* **EXCERPTED RECORDS**:
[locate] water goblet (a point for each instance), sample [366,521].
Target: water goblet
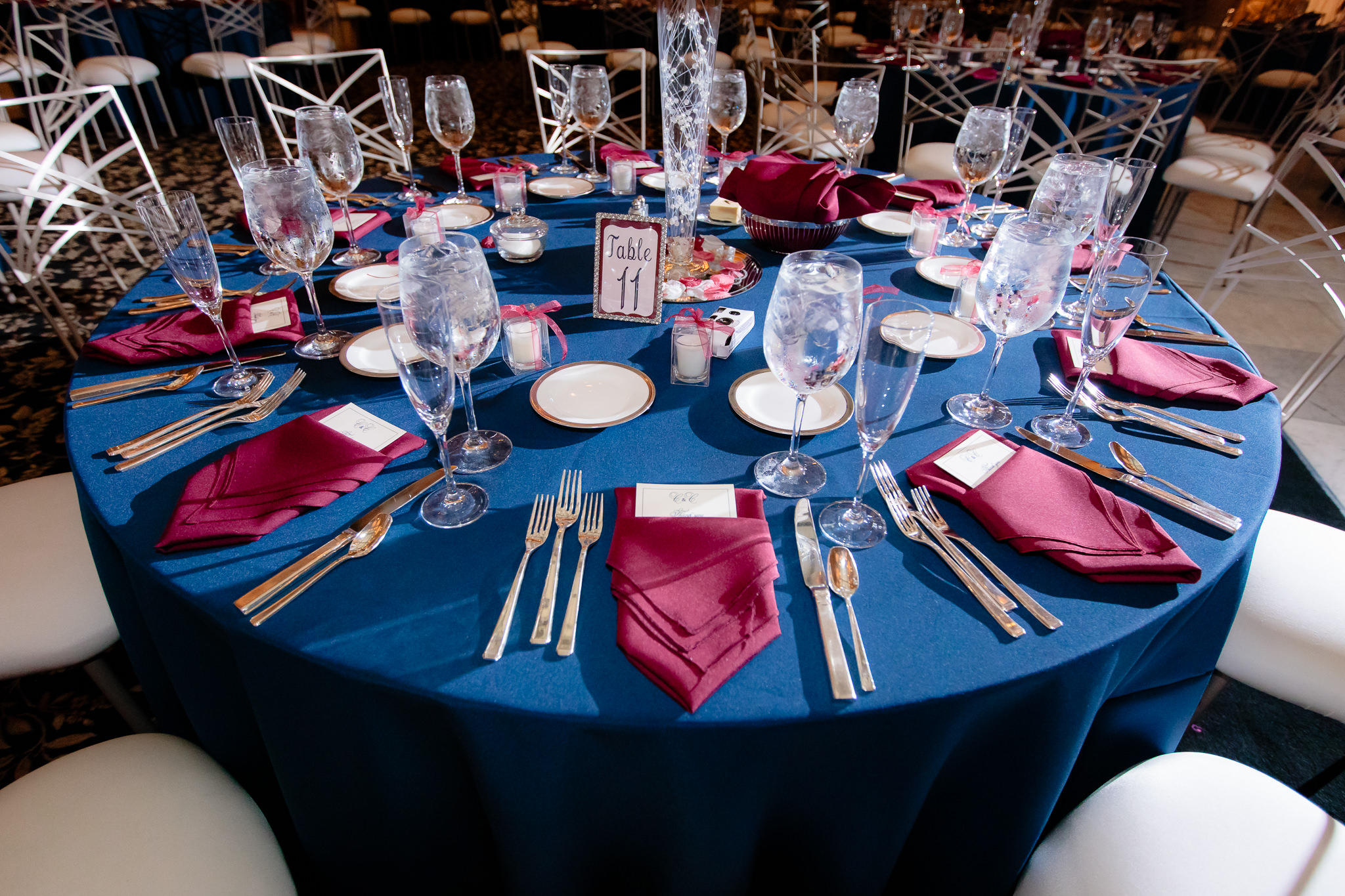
[811,337]
[892,345]
[174,222]
[1125,276]
[1020,286]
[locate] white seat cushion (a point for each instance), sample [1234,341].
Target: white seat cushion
[53,612]
[114,70]
[139,816]
[1191,824]
[1219,177]
[1289,634]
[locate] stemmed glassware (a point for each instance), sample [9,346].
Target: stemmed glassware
[397,104]
[449,110]
[856,119]
[1020,286]
[178,230]
[981,148]
[591,104]
[1125,276]
[892,347]
[292,224]
[811,337]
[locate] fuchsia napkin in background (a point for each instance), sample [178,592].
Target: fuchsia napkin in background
[694,595]
[269,480]
[1042,505]
[187,333]
[1149,368]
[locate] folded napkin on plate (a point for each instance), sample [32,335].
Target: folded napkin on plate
[787,188]
[694,595]
[1170,373]
[1042,505]
[190,332]
[269,480]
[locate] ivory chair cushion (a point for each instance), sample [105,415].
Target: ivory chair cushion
[1191,824]
[139,816]
[1289,634]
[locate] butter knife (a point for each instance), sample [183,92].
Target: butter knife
[816,576]
[276,584]
[1219,519]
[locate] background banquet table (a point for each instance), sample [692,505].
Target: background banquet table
[365,714]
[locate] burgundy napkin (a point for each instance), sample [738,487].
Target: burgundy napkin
[1042,505]
[269,480]
[787,188]
[1170,373]
[190,332]
[695,599]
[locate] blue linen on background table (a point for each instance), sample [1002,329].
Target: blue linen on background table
[365,716]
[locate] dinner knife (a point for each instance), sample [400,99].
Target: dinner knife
[1220,519]
[272,586]
[816,576]
[135,382]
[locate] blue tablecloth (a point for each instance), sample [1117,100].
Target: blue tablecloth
[407,762]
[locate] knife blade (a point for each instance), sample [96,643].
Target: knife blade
[816,578]
[272,586]
[135,382]
[1220,519]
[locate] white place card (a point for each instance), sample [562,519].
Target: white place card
[975,458]
[685,500]
[362,426]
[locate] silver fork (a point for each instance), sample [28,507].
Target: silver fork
[567,511]
[906,522]
[539,527]
[925,503]
[260,413]
[590,532]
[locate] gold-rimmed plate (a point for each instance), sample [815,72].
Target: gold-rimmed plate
[767,403]
[591,395]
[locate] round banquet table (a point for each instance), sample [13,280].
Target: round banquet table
[363,715]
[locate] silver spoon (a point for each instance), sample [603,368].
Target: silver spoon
[844,580]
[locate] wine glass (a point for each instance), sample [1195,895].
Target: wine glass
[892,347]
[981,148]
[292,224]
[174,222]
[856,119]
[241,139]
[1020,286]
[449,109]
[811,336]
[1126,274]
[397,105]
[591,104]
[417,326]
[1020,129]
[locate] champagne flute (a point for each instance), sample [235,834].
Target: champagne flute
[1111,308]
[892,347]
[981,148]
[591,104]
[327,144]
[811,337]
[397,105]
[449,109]
[174,222]
[1020,286]
[292,224]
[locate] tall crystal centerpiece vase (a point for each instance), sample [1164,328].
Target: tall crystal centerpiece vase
[688,34]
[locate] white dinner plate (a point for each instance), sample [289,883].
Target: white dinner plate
[893,223]
[588,395]
[363,284]
[560,187]
[767,403]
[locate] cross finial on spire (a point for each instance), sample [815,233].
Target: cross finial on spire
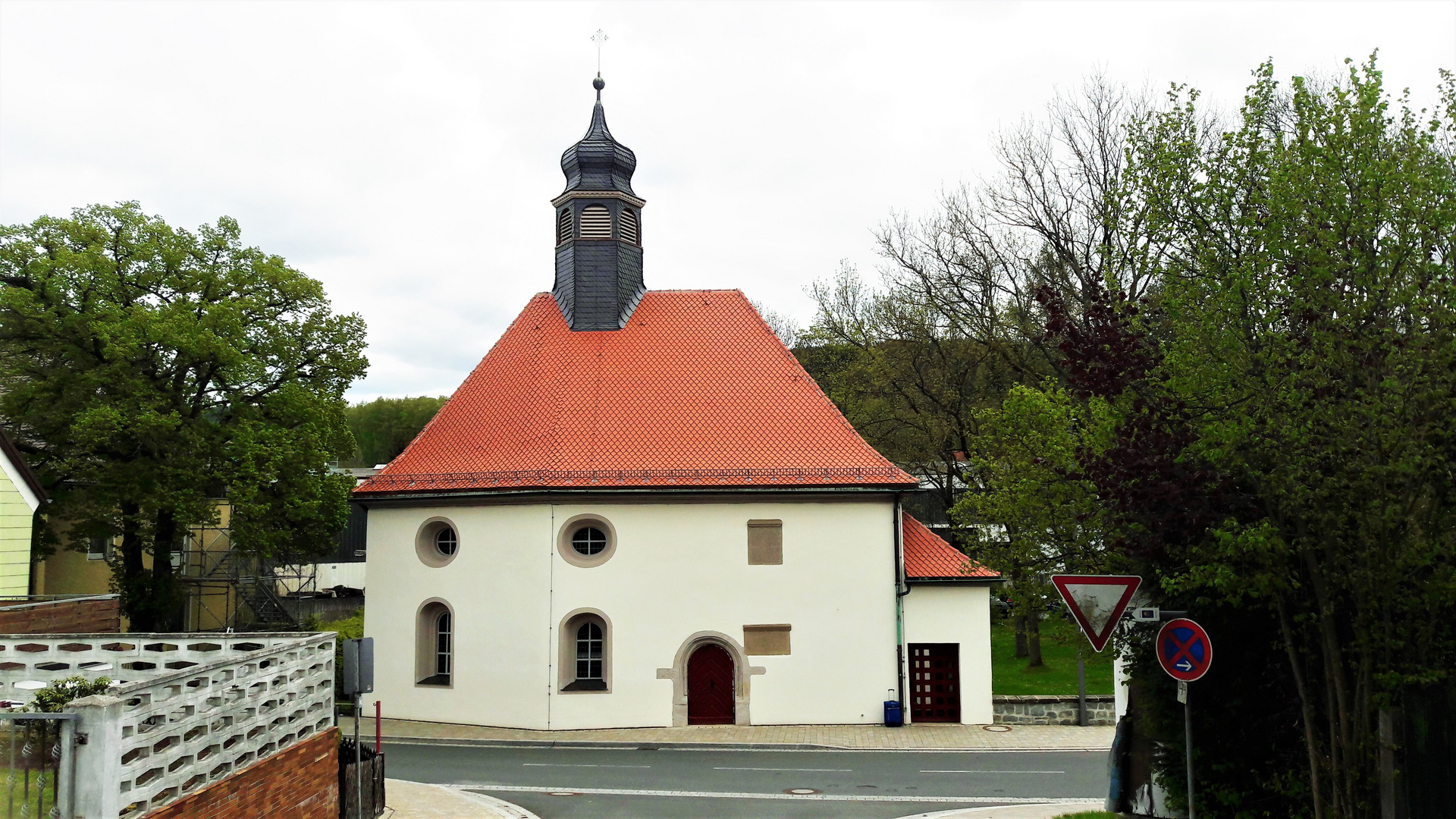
[601,38]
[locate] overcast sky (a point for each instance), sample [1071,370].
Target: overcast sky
[405,153]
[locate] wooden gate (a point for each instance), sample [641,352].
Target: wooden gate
[935,675]
[710,687]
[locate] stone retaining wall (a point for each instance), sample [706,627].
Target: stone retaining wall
[299,783]
[1041,710]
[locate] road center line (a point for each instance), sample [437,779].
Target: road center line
[993,771]
[791,796]
[797,770]
[564,765]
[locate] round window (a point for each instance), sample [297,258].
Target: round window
[588,541]
[437,542]
[446,541]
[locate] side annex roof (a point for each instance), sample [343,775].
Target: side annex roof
[932,560]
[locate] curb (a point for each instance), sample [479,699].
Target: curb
[618,745]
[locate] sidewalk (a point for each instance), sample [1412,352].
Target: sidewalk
[783,738]
[419,800]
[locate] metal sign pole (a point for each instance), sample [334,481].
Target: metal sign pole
[1188,744]
[1082,689]
[359,760]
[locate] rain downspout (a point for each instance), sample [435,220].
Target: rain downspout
[902,589]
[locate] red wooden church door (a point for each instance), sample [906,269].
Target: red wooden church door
[710,687]
[935,670]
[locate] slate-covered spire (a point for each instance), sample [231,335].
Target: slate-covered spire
[599,162]
[599,231]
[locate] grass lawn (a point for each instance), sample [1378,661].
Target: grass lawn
[1059,651]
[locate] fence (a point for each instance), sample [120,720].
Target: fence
[190,708]
[373,767]
[39,765]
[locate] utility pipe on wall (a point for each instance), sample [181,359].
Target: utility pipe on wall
[900,592]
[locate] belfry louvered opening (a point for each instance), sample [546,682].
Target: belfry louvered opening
[564,226]
[629,232]
[596,223]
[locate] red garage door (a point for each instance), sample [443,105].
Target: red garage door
[935,675]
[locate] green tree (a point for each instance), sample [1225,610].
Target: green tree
[383,428]
[1307,347]
[1036,515]
[147,371]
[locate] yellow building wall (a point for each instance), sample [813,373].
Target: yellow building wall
[15,539]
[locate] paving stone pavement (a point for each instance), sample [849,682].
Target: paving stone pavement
[419,800]
[877,738]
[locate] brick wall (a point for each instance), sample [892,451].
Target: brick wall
[297,783]
[93,615]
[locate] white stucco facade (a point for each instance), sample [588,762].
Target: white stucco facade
[679,573]
[952,613]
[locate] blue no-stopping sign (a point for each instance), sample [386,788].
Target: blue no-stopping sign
[1184,649]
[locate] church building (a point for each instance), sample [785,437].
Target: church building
[641,510]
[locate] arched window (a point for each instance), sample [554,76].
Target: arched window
[629,229]
[596,222]
[564,226]
[588,541]
[588,651]
[435,645]
[585,651]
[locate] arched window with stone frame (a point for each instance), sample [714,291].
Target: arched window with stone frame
[585,651]
[435,645]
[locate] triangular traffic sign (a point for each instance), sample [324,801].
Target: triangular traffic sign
[1097,601]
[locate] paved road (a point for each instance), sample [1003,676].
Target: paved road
[571,783]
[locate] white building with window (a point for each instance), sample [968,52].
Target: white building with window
[641,510]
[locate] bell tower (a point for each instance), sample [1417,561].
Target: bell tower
[599,231]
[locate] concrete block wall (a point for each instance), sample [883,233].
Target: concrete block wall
[297,783]
[1052,710]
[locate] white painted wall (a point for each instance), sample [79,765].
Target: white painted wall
[500,591]
[956,614]
[677,570]
[331,575]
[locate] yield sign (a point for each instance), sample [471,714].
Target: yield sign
[1097,601]
[1184,649]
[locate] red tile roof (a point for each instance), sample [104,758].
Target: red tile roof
[928,556]
[695,391]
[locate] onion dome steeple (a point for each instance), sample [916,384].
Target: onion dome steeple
[599,231]
[599,162]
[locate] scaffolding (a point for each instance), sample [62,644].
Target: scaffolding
[229,591]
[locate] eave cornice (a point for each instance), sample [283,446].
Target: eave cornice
[570,196]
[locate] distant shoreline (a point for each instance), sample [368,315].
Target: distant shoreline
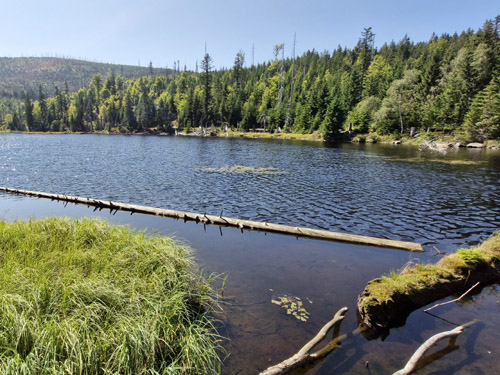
[437,141]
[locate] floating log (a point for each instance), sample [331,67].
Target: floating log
[417,356]
[225,221]
[304,355]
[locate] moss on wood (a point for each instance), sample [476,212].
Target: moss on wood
[387,301]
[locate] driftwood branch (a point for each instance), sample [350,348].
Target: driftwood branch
[417,356]
[225,221]
[304,355]
[452,301]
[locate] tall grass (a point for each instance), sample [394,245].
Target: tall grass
[85,297]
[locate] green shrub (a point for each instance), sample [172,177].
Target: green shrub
[85,297]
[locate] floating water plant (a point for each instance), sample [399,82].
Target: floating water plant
[293,306]
[238,169]
[85,297]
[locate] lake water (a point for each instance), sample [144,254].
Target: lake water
[443,201]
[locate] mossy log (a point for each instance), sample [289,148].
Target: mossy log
[387,301]
[225,221]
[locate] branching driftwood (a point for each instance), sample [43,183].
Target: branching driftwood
[417,356]
[304,355]
[455,300]
[224,221]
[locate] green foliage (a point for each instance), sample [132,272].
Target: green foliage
[471,257]
[84,297]
[447,85]
[293,306]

* **WHAT YOU HAVE TO DO**:
Output should match, line for line, the stretch of the material above from the line holding "Target: silver fork" through the line holding "[locate] silver spoon".

* **EXERCISE RESPONSE**:
Target: silver fork
[567,511]
[906,522]
[539,527]
[925,503]
[260,413]
[590,532]
[locate] gold-rimmed plate (a point for each instance), sample [815,72].
Target: gold-rimmed plate
[767,403]
[591,395]
[locate] round banquet table (a point for each instance), sample [13,280].
Target: round banquet table
[363,715]
[locate] silver spoon (a point for each instance), sample [603,368].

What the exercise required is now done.